DIRECTIONS – Output each line from the one that contains "Question. The photo above holds the ukrainian" to the final line of the data below, exactly, and include nothing else.

INPUT MATERIAL –
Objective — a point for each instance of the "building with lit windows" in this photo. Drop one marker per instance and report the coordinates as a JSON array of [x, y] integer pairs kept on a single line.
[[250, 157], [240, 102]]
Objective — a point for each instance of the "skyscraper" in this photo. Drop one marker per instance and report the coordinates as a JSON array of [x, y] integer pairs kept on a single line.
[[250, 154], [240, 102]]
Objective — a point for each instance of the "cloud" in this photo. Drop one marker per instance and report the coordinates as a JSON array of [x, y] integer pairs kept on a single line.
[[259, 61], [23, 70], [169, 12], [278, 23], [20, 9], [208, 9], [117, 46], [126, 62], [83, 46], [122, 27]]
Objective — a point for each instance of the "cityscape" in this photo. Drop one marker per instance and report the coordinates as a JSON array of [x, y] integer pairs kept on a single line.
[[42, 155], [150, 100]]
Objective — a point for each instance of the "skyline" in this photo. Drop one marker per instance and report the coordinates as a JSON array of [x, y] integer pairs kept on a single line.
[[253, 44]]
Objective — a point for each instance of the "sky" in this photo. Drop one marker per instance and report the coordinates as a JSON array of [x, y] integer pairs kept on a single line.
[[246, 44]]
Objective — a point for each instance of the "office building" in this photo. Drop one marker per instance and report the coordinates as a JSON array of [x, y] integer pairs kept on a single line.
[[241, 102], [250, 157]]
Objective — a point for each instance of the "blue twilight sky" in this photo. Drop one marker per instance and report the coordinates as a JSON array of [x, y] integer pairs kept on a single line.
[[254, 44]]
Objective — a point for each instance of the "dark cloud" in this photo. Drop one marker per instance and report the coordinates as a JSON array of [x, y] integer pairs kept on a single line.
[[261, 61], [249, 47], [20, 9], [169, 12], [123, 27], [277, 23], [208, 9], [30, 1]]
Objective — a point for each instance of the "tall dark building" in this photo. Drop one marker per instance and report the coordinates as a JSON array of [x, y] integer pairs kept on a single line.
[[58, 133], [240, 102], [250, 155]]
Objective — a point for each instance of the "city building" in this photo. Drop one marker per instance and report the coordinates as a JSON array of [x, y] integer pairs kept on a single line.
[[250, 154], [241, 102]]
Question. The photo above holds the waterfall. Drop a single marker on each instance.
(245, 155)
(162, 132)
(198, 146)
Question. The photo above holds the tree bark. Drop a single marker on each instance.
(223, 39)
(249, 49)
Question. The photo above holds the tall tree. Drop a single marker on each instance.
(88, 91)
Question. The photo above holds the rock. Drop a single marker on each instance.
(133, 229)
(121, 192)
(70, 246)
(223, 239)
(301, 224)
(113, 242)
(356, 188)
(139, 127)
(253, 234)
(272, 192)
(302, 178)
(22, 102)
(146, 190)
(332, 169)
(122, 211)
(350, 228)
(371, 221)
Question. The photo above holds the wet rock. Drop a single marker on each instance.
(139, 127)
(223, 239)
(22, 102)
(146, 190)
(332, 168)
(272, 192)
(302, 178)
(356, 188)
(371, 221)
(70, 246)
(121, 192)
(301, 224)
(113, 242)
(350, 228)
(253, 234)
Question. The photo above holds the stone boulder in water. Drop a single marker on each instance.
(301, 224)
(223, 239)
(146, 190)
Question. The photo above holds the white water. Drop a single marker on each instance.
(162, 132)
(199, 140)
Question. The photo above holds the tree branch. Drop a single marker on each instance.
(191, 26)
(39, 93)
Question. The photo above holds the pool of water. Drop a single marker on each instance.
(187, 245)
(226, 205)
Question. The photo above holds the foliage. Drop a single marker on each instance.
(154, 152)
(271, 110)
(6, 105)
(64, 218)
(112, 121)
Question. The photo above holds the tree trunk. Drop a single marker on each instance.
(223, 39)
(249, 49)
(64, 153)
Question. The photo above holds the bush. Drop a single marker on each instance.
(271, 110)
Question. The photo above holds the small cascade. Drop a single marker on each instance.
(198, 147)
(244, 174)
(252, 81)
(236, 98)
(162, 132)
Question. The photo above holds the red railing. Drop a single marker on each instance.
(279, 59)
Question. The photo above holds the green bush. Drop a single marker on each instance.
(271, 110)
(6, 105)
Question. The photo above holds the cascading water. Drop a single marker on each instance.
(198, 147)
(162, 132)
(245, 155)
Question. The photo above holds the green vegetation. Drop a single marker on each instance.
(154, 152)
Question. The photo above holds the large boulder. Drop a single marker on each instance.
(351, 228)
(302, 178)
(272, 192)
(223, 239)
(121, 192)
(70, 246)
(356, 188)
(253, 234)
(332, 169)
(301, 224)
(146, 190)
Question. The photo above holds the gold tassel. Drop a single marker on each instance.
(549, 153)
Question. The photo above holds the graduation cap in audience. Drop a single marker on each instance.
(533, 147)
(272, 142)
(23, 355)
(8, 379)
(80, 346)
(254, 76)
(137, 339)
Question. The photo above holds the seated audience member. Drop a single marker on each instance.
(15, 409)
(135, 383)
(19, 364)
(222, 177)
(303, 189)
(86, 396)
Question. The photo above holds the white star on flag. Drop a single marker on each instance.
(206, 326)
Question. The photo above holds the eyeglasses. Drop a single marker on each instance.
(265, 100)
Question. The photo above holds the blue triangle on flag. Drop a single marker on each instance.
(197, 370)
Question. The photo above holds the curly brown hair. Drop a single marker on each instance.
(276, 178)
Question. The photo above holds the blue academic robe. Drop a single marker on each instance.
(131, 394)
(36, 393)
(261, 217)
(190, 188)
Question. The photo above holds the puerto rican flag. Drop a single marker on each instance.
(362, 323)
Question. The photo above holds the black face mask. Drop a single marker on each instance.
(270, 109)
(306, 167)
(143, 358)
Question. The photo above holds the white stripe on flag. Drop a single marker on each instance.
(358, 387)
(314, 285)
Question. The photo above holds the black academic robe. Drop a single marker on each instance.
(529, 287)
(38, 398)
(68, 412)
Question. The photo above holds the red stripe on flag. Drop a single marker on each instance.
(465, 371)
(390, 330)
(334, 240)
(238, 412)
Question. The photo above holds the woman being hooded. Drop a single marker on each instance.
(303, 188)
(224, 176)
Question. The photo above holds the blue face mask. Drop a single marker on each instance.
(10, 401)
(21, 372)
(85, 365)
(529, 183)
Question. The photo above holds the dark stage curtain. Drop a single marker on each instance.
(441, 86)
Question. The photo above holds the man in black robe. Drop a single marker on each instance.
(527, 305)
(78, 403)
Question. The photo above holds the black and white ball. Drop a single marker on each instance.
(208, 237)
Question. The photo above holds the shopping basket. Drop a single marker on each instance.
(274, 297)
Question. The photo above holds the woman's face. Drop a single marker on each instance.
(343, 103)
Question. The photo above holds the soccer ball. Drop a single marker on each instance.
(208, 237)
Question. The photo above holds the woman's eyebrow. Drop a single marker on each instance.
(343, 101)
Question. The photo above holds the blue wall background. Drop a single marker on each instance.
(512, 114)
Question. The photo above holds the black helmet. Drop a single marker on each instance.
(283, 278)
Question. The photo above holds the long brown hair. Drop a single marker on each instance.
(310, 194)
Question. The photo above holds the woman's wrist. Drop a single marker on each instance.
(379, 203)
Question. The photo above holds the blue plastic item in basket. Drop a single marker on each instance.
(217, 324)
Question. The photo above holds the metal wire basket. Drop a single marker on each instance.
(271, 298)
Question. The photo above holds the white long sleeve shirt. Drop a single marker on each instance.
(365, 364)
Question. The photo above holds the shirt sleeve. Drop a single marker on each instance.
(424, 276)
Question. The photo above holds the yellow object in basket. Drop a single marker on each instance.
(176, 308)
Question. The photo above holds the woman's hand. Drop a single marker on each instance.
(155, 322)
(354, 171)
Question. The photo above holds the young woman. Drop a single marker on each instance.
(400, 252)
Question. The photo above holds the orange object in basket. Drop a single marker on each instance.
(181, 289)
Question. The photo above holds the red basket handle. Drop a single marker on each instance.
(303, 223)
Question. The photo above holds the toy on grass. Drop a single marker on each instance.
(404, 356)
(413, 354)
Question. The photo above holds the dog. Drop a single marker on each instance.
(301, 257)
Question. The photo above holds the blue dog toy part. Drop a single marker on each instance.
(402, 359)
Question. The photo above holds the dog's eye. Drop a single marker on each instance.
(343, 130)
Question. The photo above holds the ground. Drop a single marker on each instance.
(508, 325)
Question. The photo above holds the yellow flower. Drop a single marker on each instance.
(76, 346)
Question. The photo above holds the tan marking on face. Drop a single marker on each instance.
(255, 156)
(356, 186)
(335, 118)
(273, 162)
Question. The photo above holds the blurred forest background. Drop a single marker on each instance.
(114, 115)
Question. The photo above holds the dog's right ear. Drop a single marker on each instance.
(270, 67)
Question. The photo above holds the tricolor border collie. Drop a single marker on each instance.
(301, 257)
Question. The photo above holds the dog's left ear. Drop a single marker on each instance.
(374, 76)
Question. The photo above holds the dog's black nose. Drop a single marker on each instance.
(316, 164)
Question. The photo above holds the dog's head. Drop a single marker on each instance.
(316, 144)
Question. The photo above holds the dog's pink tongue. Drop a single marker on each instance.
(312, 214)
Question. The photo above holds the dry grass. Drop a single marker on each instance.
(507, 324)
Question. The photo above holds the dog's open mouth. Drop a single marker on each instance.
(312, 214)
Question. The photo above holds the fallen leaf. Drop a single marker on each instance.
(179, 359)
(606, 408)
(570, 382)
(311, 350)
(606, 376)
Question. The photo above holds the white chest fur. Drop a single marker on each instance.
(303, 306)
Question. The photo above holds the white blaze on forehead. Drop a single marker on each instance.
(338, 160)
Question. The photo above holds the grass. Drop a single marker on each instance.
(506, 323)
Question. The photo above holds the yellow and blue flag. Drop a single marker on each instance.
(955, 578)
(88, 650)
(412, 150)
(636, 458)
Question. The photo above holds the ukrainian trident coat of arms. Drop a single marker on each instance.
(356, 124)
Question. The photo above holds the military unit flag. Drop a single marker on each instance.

EXPECTED ANSWER –
Question. The photo above holds the ukrainian trident coat of arms. Drop a single marker on each instance.
(356, 124)
Question. The photo above holds the military unit flag. Drop a single marker on each instance.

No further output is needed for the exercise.